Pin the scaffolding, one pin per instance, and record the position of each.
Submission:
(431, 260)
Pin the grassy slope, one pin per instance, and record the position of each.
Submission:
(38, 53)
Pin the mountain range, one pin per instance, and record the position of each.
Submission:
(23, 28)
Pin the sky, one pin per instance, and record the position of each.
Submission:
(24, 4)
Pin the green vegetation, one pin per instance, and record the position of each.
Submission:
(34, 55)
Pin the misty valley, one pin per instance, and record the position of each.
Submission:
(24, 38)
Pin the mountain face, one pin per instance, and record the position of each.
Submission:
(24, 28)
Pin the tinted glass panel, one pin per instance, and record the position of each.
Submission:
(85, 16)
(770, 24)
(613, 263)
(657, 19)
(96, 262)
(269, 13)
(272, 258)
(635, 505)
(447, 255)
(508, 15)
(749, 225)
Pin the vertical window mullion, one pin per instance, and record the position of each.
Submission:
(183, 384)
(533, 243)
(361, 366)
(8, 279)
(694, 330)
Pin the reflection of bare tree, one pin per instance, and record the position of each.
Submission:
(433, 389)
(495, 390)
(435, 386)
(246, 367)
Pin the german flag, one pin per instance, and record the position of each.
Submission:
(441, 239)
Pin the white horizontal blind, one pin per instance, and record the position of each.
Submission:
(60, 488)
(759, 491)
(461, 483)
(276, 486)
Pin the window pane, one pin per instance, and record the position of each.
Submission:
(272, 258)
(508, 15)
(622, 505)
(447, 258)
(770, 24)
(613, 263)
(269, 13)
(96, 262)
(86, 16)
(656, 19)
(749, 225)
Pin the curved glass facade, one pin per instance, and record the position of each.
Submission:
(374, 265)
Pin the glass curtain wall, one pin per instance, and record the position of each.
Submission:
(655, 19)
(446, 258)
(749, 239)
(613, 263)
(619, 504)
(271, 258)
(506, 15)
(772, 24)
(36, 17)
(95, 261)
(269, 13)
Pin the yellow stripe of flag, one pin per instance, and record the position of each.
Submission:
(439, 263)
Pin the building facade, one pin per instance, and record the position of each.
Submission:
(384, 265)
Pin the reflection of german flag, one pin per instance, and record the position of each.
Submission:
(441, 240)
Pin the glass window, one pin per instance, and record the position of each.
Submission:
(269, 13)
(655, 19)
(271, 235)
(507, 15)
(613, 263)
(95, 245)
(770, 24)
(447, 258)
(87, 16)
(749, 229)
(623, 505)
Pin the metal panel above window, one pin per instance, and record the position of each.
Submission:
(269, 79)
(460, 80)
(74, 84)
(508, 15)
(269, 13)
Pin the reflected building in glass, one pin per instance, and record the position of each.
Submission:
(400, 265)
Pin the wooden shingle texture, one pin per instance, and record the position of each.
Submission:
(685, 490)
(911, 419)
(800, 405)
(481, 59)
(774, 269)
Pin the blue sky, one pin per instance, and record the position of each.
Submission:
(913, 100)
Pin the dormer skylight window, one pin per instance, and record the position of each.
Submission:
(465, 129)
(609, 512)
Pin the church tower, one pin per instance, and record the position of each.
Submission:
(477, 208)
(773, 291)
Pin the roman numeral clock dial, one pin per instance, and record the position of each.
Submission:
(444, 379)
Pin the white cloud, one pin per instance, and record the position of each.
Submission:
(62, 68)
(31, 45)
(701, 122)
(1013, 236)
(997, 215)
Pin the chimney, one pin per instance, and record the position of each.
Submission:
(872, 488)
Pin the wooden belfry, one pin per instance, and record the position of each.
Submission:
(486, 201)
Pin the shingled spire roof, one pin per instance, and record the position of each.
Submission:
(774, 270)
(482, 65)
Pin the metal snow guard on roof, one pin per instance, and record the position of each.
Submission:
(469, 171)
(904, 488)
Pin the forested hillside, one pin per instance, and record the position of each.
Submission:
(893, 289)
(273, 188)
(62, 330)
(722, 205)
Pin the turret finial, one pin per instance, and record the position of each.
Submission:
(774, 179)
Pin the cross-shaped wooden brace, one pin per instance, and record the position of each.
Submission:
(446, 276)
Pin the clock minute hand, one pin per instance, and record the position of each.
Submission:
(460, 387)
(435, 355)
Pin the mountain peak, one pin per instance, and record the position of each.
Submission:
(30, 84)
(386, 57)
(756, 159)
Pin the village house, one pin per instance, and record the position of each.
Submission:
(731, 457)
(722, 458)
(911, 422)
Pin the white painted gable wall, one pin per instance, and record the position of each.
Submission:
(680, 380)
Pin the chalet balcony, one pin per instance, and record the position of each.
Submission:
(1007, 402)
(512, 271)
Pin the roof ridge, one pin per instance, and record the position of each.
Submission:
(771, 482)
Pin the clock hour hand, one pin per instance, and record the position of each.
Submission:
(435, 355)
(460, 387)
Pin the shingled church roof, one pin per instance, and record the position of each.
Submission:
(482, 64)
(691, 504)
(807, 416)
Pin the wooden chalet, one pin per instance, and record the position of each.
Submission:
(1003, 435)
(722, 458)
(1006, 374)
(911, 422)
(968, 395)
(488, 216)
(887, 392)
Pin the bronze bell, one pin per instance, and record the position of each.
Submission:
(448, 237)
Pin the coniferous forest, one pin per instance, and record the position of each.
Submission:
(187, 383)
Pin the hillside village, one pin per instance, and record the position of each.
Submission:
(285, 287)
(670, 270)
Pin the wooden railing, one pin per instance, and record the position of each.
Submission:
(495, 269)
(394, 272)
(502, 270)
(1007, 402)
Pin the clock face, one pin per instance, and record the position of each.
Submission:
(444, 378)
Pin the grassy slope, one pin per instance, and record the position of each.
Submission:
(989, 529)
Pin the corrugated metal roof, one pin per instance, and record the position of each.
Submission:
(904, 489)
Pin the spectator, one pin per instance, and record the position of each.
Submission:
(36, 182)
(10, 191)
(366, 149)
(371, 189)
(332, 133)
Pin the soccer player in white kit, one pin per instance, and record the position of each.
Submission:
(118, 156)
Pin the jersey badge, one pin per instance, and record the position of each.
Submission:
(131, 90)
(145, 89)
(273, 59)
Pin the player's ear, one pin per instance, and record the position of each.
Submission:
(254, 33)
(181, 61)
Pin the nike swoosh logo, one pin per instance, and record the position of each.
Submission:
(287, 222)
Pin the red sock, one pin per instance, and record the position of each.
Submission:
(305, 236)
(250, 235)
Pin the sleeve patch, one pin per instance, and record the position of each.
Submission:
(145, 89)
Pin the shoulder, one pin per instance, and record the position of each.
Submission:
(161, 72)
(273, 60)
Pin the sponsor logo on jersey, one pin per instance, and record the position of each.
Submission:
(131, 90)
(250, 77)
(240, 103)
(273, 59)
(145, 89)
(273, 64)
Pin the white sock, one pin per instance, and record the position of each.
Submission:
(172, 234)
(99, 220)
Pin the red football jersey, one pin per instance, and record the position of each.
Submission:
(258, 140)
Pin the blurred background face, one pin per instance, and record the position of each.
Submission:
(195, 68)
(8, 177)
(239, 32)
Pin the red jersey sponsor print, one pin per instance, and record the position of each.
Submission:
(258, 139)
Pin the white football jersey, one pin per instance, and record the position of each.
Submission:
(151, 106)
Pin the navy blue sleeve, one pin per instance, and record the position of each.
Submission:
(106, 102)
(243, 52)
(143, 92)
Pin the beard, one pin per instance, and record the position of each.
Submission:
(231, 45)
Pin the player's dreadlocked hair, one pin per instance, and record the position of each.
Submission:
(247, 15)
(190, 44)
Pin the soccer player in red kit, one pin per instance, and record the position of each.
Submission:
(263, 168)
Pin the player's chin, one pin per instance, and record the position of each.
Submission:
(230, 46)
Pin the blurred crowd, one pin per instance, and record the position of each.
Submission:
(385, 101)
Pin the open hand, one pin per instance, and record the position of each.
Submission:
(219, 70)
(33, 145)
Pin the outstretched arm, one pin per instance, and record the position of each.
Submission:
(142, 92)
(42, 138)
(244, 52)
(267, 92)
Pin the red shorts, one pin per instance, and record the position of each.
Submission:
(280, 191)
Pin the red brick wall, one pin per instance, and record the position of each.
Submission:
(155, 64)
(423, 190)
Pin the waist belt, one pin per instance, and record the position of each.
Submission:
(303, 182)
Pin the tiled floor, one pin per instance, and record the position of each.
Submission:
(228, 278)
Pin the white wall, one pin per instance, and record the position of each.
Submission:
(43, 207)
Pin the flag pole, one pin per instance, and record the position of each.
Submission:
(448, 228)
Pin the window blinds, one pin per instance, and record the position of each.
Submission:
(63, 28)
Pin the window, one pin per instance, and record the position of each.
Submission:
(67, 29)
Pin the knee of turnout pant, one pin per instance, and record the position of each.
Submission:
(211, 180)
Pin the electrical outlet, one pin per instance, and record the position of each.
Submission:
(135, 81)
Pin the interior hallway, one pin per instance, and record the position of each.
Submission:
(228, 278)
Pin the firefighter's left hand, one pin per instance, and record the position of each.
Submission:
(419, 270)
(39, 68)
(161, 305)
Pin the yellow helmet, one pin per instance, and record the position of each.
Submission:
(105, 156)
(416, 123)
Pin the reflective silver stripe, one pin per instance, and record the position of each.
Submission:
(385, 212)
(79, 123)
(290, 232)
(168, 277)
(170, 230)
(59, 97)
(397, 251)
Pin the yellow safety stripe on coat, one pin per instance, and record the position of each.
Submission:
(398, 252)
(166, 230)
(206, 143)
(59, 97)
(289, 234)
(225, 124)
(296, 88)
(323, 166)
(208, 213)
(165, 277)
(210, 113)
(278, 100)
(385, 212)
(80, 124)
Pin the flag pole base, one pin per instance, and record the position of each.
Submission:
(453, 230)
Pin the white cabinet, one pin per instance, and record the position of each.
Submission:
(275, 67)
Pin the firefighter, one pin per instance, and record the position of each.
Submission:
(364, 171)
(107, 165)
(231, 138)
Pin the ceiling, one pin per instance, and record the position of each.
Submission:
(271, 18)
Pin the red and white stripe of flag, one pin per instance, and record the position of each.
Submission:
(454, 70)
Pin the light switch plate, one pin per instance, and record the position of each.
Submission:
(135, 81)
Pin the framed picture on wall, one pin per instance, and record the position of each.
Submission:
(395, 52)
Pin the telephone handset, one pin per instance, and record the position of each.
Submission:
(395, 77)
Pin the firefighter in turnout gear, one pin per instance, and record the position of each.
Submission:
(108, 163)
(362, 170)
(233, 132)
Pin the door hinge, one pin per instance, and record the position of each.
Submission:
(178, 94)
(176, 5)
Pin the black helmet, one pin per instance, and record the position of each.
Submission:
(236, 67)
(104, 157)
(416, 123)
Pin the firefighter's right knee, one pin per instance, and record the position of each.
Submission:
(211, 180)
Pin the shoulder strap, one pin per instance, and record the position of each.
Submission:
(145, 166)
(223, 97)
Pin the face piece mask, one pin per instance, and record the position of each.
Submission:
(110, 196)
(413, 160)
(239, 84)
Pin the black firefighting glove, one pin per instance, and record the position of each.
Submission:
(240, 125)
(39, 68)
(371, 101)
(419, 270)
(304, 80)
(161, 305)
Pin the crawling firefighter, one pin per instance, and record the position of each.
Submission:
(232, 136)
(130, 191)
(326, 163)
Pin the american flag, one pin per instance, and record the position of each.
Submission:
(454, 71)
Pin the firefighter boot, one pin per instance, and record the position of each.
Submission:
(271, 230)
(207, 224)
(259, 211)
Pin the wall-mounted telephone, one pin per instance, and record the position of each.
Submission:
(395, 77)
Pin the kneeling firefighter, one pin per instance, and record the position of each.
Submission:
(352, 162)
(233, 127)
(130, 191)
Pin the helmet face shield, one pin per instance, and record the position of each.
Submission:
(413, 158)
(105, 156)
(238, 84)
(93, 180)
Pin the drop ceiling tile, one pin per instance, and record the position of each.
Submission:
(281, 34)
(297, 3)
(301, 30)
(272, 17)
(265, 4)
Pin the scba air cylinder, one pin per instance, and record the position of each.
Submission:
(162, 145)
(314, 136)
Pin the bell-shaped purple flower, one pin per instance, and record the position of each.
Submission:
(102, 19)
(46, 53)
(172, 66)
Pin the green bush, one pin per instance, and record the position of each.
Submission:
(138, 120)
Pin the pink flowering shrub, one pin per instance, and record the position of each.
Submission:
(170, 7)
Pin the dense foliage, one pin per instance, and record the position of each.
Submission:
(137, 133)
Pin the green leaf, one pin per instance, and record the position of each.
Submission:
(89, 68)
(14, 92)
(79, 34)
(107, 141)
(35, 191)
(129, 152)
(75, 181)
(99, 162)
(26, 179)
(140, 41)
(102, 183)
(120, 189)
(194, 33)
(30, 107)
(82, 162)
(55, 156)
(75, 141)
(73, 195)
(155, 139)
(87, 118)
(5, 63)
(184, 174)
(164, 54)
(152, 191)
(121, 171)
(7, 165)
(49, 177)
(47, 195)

----------

Give again, word for word, every line from the one holding "Pin the american" to the end of the data.

*Exercise solution:*
Pin the american flag, one pin per instance, and record the position of each.
Submission:
(454, 71)
Pin the firefighter boot, one pin per instance, and record the position of each.
Submission:
(271, 230)
(207, 224)
(259, 211)
Pin the wall-mounted telephone, one pin per instance, and record the position of each.
Submission:
(395, 77)
Pin the kneeling firefighter, one pin per instance, and record the position of each.
Submission:
(352, 162)
(233, 127)
(130, 191)
Pin the helmet face shield, one pin per instance, and record the position of each.
Submission:
(413, 158)
(105, 156)
(238, 84)
(93, 180)
Pin the drop ceiling tile, one pin per instance, and record the position of each.
Submission:
(281, 34)
(297, 3)
(301, 30)
(272, 17)
(265, 4)
Pin the scba air cylinder, one pin per instance, and record the position of each.
Submission:
(162, 145)
(314, 136)
Pin the bell-shaped purple flower, one pin per instance, and record the position of each.
Submission:
(102, 19)
(46, 53)
(172, 66)
Pin the green bush, one pin per instance, and record the position of each.
Submission:
(138, 120)
Pin the pink flowering shrub, one pin per instance, and record the position of each.
Submission:
(170, 7)
Pin the dense foliage, one pin per instance, and record the position of each.
Submission:
(137, 133)
Pin the green leaf, one pin per instance, and record the position of each.
Submission:
(89, 68)
(14, 92)
(79, 34)
(107, 141)
(35, 191)
(129, 152)
(75, 181)
(99, 162)
(26, 179)
(140, 41)
(102, 183)
(120, 189)
(194, 33)
(30, 107)
(82, 162)
(55, 156)
(75, 141)
(73, 195)
(155, 139)
(87, 118)
(5, 63)
(184, 174)
(164, 54)
(152, 191)
(121, 171)
(7, 165)
(49, 177)
(47, 195)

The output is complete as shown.